Quoted text:

┏━━

Failure to State a Claim
To defeat a motion to dismiss filed pursuant to Rule 12(b)(6) of the Federal Rules of Civil
Procedure, a plaintiff must plead “enough facts to state a claim to relief that is plausible on its
face.” Bell Atlantic Corp. v. Twombly, 550 U.S. 544, 570 (2007); Reliable Consultants, Inc. v.
Earle, 517 F.3d 738, 742 (5th Cir. 2008); Guidry v. American Pub. Life Ins. Co., 512 F.3d 177,
180 (5th Cir. 2007). A claim meets the plausibility test “when the plaintiff pleads factual content
that allows the court to draw the reasonable inference that the defendant is liable for the misconduct
alleged. The plausibility standard is not akin to a ‘probability requirement,’ but it asks for more
than a sheer possibility that a defendant has acted unlawfully.” Ashcroft v. Iqbal, 556 U.S. 662,
Memorandum Opinion and Order - Page 4
678 (2009) (internal citations omitted). While a complaint need not contain detailed factual
allegations, it must set forth “more than labels and conclusions, and a formulaic recitation of the
elements of a cause of action will not do.” Twombly, 550 U.S. at 555 (citation omitted). The
“[f]actual allegations of [a complaint] must be enough to raise a right to relief above the speculative
level . . . on the assumption that all the allegations in the complaint are true (even if doubtful in
fact).” Id. (quotation marks, citations, and footnote omitted). When the allegations of the pleading
do not allow the court to infer more than the mere possibility of wrongdoing, they fall short of
showing that the pleader is entitled to relief. Iqbal, 556 U.S. at 679.

┗━━

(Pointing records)

┏━━

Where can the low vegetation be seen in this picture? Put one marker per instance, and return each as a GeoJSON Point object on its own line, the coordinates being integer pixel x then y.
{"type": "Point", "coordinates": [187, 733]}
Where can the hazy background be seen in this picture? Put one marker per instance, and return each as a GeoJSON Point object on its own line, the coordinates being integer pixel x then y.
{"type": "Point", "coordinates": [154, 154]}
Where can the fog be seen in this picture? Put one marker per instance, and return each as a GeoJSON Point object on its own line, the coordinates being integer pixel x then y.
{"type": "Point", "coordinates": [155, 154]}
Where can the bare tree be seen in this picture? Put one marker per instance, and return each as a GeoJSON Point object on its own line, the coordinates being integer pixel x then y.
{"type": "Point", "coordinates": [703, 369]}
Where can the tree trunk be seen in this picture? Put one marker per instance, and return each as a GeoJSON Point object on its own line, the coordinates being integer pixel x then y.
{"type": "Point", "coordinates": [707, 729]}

┗━━

Challenges:
[a] List every court case cited by name in the passage on failure to state a claim, giving each case name once.
[b] Write the next part of the passage on failure to state a claim, picking up right after its last sentence.

Written answers:
[a]
Bell Atlantic Corp. v. Twombly
Reliable Consultants, Inc. v. Earle
Guidry v. American Pub. Life Ins. Co.
Ashcroft v. Iqbal

[b]
In reviewing a Rule 12(b)(6) motion, the court must accept all well-pleaded facts in the
complaint as true and view them in the light most favorable to the plaintiff. Sonnier v. State Farm
Mutual Auto. Ins. Co., 509 F.3d 673, 675 (5th Cir. 2007); Martin K. Eby Constr. Co. v. Dallas
Area Rapid Transit, 369 F.3d 464, 467 (5th Cir. 2004); Baker v. Putnal, 75 F.3d 190, 196 (5th Cir.
1996). In ruling on such a motion, the court cannot look beyond the pleadings. Id.; Spivey v.
Robertson, 197 F.3d 772, 774 (5th Cir. 1999). The pleadings include the complaint and any
documents attached to it. Collins v. Morgan Stanley Dean Witter, 224 F.3d 496, 498-99 (5th Cir.
2000). Likewise, “‘[d]ocuments that a defendant attaches to a motion to dismiss are considered
part of the pleadings if they are referred to in the plaintiff’s complaint and are central to [the
plaintiff’s] claims.’” Id. (quoting Venture Assocs. Corp. v. Zenith Data Sys. Corp., 987 F.2d 429,
431 (7th Cir. 1993)). In this regard, a document that is part of the record but not referred to in a
plaintiff’s complaint and not attached to a motion to dismiss may not be considered by the court
in ruling on a 12(b)(6) motion. Gines v. D.R. Horton, Inc., 699 F.3d 812, 820 & n.9 (5th Cir. 2012)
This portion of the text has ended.